*Document*
----
Latrellva JOHNSON, Appellant, v. COMMONWEALTH of Kentucky, Appellee.
Latrellva Johnson appeals from a judgment of the Fayette Circuit Court wherein he was convicted and sentenced to ten years in prison for drug offenses and for being a first-degree persistent felony offender (PFO). He also appeals from the trial court's order directing that cash seized from him be forfeited. The three issues raised on appeal involve the prior convictions supporting the PFO charge, the sufficiency of the evidence supporting the primary charge, and the sufficiency of the evidence supporting the forfeiture of the seized cash. We affirm in part, reverse in part, and remand.
During the late hours of November 17, 2005, Lexington police officers received a tip that someone selling cocaine at Keeneland Racetrack was staying at Room 211 of Knights Inn. Officers Duane, Shirley, Bean, and Iddings of the Lexington police department arrived at Knights Inn around midnight and proceeded to do a “knock and talk” investigation at Room 211. Johnson answered the door and consented to the officers' request to enter. Johnson lived in Florida and worked for Brookledge Horse Transportation as a groomer/attendant. While working for Brookledge, he traveled to Kentucky to work at the Keeneland horse sales. Another male, Jason Rich, was also in the room. The officers requested permission to search the room for illegal drugs, and Officer Duane testified that Johnson gave his consent.2
Officer Shirley found a prescription bottle containing crack cocaine and a small bag of powder cocaine in a red plaid shirt. He also found a large amount of cash in two wallets located in the box springs of Johnson's bed and in a sock in Johnson's suitcase. Officer Duane found a bag of marijuana under Rich's bed, and Rich admitted that the marijuana was his. Officer Duane also found a bag containing a Chore Boy scrubber, which is sometimes used in crack pipes, under the sink.
----
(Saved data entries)
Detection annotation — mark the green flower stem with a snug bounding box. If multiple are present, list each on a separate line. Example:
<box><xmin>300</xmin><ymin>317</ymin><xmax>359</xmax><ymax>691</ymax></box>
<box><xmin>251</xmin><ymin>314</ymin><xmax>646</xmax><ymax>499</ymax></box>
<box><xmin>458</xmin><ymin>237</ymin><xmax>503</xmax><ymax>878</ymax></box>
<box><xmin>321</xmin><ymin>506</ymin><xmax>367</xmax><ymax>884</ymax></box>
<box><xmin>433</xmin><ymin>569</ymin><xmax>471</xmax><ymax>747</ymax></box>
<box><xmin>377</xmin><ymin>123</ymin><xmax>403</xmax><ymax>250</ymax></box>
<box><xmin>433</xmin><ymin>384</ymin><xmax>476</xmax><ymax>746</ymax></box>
----
*Set tasks*
• A. Answer these questions about the opinion:
(i) Which court entered the judgment that Johnson appeals?
(ii) Who answered the door when the officers knocked at Room 211?
(iii) Where did Officer Duane find the bag of marijuana?
• B. In the opinion, substitute "circuit court" for "Fayette Circuit Court" and give the passage again, starting with "Latrellva JOHNSON, Appellant, v." and going on through "part, and remand.".
• C. How would the opinion on Johnson's Kentucky drug appeal go on? Pick it up after its last sentence and continue it.

*Answers to the problems*
• A.
(i) The Fayette Circuit Court.
(ii) Johnson.
(iii) Under Rich's bed.

• B.
Latrellva JOHNSON, Appellant, v. COMMONWEALTH of Kentucky, Appellee.
Latrellva Johnson appeals from a judgment of the circuit court wherein he was convicted and sentenced to ten years in prison for drug offenses and for being a first-degree persistent felony offender (PFO). He also appeals from the trial court's order directing that cash seized from him be forfeited. The three issues raised on appeal involve the prior convictions supporting the PFO charge, the sufficiency of the evidence supporting the primary charge, and the sufficiency of the evidence supporting the forfeiture of the seized cash. We affirm in part, reverse in part, and remand.

• C.
In total, the officers discovered 31.1 grams of crack cocaine, 6.6 grams of powder cocaine, the bag of marijuana, and $7,698 in cash. Johnson admitted that the cocaine was his, but he claimed that he had found it when he was walking to a Subway restaurant near the hotel. As for the cash, Johnson's uncle from Florida testified at trial that he had given Johnson $4,500 in late October, just before Johnson had left for Kentucky, to buy a truck.
A Fayette County grand jury indicted Johnson on charges of first-degree trafficking in a controlled substance (cocaine), possession of drug paraphernalia, and first-degree PFO. A police detective testified at trial that the crack cocaine had a street value of $3,080 ($20 per rock for 154 rocks) and that the powder cocaine had a street value of $250-300. He also testified that, in his opinion, Johnson was a mid-level dealer.
Following a trial, the jury found Johnson guilty of all charges. The court sentenced Johnson to seven years on the trafficking charge, enhanced to ten years due to his PFO status. He was sentenced to time served on the misdemeanor charge of possession of drug paraphernalia. This appeal followed.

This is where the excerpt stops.